Dataset entries

================

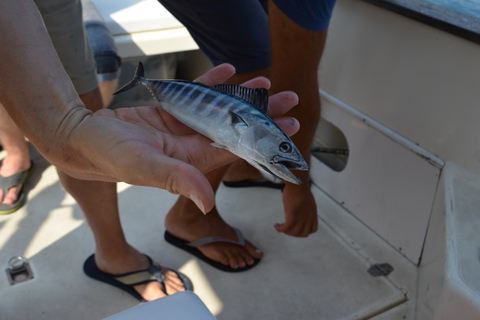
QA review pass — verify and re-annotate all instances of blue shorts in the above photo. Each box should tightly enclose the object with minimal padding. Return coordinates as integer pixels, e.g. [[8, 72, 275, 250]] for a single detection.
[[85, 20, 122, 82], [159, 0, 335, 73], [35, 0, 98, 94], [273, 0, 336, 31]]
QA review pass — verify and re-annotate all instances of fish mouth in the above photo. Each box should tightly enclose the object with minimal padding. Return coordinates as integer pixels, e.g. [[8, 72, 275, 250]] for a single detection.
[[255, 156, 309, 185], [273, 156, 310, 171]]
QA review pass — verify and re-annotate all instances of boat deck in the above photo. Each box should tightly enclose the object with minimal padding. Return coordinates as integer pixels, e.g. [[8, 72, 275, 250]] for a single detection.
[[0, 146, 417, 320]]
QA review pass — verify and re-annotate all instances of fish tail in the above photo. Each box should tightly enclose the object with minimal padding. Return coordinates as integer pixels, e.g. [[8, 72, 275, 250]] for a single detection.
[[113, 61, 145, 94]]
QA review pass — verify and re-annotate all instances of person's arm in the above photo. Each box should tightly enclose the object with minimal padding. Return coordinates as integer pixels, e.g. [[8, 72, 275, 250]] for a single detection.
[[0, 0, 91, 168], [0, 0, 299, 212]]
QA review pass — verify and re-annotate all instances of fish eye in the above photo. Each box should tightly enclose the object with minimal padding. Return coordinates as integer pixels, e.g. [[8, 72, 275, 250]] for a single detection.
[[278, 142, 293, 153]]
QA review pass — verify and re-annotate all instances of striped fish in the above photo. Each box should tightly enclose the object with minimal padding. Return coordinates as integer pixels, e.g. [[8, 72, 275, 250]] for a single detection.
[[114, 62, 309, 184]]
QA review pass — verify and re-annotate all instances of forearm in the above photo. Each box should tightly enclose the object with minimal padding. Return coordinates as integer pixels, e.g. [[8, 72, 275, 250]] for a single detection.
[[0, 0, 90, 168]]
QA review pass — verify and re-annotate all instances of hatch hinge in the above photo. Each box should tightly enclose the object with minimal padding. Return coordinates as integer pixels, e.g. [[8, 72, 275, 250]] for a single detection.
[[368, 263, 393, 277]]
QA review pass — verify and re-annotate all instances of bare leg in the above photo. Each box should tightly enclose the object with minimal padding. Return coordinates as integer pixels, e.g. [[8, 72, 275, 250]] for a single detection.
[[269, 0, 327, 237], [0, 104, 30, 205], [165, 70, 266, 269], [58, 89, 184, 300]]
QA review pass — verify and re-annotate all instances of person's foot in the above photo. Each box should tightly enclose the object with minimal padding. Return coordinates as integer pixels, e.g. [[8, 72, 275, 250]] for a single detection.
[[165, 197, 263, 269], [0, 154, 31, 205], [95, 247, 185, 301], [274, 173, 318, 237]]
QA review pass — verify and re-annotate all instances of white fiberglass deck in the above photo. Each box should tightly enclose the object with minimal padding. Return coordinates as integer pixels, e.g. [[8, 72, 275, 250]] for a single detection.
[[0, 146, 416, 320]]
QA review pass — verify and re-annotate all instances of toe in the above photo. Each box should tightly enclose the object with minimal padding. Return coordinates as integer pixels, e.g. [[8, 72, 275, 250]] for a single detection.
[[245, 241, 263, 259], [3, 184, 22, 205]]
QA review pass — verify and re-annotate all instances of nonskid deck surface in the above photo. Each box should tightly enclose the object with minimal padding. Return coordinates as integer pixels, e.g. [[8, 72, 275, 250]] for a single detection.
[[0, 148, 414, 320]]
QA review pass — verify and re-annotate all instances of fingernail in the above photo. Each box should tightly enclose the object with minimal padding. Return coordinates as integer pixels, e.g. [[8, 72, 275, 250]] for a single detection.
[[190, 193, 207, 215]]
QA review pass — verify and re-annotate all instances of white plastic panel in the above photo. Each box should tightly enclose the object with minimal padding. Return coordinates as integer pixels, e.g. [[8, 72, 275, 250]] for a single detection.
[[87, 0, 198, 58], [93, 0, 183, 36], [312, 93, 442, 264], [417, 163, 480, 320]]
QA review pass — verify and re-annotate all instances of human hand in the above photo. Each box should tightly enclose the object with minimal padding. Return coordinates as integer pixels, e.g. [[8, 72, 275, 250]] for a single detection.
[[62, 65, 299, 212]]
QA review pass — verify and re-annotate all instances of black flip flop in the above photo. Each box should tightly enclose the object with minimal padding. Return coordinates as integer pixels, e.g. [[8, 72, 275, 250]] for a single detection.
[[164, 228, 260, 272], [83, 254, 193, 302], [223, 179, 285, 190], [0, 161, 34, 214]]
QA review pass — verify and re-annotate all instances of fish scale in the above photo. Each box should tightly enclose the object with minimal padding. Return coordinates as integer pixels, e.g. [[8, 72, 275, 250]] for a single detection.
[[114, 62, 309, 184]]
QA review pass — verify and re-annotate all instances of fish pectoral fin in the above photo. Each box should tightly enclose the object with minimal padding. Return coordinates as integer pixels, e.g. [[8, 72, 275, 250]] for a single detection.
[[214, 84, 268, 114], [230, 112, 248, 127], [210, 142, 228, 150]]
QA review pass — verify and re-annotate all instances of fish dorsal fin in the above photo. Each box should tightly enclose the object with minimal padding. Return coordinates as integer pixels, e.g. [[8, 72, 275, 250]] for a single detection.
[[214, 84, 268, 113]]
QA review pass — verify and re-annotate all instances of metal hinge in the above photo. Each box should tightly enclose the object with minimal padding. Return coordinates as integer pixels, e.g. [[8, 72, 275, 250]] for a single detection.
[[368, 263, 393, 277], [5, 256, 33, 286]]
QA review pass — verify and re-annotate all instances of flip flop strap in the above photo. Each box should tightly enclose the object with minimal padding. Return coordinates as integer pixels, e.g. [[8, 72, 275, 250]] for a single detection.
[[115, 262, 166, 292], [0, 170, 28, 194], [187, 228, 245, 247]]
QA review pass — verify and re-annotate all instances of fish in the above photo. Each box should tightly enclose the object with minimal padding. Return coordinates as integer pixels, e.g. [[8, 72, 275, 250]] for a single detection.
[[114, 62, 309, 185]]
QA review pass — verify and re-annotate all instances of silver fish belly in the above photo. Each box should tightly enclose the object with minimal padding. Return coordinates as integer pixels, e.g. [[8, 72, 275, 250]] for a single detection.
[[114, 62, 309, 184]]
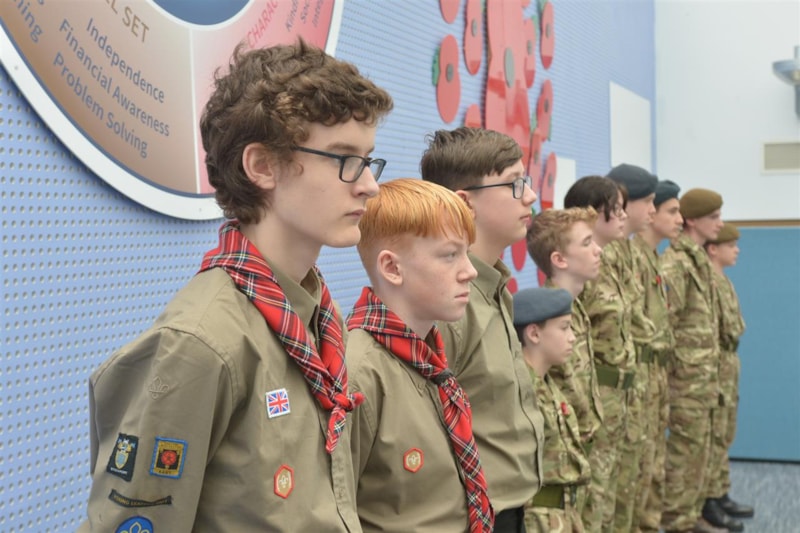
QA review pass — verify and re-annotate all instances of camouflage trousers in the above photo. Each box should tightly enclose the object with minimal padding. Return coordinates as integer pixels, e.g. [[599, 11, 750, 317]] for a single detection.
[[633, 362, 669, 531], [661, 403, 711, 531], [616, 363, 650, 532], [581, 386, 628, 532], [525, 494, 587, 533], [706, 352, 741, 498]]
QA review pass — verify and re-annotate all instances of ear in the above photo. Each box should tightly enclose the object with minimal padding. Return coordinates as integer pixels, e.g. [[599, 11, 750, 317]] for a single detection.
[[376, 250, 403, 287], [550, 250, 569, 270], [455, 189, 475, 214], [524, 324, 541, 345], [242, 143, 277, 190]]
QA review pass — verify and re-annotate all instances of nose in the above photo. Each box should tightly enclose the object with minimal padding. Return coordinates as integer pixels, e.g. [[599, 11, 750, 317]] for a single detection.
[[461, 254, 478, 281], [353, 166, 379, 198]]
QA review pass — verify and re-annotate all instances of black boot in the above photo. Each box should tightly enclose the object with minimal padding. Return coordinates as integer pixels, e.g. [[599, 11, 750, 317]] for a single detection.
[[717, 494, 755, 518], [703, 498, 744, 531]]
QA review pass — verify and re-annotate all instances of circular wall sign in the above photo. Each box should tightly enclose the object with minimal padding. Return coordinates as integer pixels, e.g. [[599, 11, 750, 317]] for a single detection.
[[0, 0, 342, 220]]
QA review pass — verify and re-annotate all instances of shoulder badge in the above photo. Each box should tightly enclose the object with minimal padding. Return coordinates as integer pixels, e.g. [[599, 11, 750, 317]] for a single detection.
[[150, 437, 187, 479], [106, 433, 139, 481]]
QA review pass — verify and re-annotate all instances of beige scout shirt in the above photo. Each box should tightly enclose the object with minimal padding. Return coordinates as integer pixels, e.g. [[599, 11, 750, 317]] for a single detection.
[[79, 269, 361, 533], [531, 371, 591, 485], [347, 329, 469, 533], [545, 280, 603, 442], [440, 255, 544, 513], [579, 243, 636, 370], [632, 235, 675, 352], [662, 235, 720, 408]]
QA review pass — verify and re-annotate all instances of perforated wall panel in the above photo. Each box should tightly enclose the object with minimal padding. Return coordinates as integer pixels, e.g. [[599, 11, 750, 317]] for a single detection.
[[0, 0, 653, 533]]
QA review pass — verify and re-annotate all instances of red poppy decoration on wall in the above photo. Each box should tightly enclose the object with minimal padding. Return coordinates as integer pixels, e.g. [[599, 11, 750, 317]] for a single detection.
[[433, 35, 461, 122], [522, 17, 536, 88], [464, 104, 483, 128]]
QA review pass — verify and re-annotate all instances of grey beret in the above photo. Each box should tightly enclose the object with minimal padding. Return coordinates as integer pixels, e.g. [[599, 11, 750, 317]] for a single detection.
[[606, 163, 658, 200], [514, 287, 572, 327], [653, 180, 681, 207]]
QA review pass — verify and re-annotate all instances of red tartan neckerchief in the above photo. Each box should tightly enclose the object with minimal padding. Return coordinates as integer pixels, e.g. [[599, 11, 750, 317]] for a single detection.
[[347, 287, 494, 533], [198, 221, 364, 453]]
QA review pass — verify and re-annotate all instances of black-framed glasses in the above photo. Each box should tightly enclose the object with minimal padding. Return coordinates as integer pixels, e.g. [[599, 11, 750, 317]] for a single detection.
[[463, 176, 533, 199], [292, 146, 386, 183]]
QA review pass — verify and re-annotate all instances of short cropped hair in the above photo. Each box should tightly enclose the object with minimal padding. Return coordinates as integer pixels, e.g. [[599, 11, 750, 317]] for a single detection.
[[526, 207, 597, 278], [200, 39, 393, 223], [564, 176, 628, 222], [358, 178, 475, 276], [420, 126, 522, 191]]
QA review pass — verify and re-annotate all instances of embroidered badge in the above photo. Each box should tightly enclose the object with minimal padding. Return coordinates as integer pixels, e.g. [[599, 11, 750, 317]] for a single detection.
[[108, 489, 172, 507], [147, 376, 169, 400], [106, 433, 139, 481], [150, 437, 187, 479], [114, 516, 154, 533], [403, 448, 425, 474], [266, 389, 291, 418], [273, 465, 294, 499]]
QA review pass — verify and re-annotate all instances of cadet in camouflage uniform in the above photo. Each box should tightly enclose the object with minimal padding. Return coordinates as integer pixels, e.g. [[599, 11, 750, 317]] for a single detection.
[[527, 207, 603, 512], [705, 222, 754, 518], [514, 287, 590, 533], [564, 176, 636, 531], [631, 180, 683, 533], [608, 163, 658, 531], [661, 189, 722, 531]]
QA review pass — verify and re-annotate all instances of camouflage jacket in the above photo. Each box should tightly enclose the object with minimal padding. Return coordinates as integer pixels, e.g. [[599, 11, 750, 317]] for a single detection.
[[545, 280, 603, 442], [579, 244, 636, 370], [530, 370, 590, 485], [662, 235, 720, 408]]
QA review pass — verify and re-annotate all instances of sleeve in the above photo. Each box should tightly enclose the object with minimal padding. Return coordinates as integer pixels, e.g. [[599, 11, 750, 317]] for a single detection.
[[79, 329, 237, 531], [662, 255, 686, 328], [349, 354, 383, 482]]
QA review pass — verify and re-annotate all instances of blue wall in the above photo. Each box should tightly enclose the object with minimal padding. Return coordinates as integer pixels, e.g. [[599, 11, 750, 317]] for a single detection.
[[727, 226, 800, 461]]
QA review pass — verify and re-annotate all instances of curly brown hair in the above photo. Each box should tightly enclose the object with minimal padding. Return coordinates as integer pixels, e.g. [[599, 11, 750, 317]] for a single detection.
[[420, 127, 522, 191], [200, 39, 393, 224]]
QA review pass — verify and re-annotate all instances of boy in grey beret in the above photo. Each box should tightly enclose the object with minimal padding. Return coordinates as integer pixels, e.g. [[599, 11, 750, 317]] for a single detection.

================

■ GIVEN PROBLEM
How many lines in the listing above contain the word "trousers"? Reply with the number only.

■ TASK ANSWER
1